#### PROVIDED RECORDS:
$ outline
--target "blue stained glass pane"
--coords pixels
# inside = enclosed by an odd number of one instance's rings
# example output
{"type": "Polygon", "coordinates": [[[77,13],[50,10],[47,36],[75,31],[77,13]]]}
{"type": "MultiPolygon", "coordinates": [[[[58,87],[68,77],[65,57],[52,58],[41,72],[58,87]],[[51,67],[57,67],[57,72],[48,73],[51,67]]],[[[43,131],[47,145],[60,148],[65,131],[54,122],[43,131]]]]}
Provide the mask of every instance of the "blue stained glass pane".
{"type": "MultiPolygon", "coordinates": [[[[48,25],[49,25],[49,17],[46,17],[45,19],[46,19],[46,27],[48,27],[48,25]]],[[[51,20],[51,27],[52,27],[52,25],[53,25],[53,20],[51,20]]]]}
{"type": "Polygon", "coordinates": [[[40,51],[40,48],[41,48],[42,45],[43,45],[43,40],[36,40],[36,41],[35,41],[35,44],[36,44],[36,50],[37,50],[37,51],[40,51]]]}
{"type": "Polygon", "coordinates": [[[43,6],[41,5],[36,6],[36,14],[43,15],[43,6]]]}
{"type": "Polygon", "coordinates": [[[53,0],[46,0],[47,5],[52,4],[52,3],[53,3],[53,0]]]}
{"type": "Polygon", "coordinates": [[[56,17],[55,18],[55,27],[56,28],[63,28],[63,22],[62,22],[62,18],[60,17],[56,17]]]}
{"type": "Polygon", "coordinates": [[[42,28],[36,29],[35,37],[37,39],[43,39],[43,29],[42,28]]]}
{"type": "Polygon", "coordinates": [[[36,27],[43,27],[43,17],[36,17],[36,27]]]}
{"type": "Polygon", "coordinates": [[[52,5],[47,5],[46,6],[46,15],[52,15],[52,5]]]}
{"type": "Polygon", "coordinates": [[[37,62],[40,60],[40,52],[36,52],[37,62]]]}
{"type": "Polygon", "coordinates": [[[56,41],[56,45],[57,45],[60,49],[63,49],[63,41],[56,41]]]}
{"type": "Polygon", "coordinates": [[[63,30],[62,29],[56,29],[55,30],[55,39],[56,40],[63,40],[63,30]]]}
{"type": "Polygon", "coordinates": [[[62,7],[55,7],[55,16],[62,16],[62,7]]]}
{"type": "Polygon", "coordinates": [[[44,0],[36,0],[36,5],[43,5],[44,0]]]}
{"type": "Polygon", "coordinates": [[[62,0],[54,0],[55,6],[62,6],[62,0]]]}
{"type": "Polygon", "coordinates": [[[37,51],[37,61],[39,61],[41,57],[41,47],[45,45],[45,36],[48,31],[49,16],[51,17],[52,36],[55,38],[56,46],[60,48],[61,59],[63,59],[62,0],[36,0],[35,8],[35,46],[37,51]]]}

#### WORK TO DO:
Display each line of the material above that contains the string "MultiPolygon", taking letter case into account.

#### FINISHED EXERCISE:
{"type": "MultiPolygon", "coordinates": [[[[58,87],[68,77],[65,57],[52,58],[41,72],[58,87]],[[51,67],[57,67],[57,72],[48,73],[51,67]]],[[[43,131],[47,145],[60,148],[65,131],[54,122],[43,131]]]]}
{"type": "MultiPolygon", "coordinates": [[[[48,25],[49,25],[49,17],[46,17],[45,19],[46,19],[46,27],[48,27],[48,25]]],[[[51,20],[51,27],[52,27],[52,25],[53,25],[53,20],[51,20]]]]}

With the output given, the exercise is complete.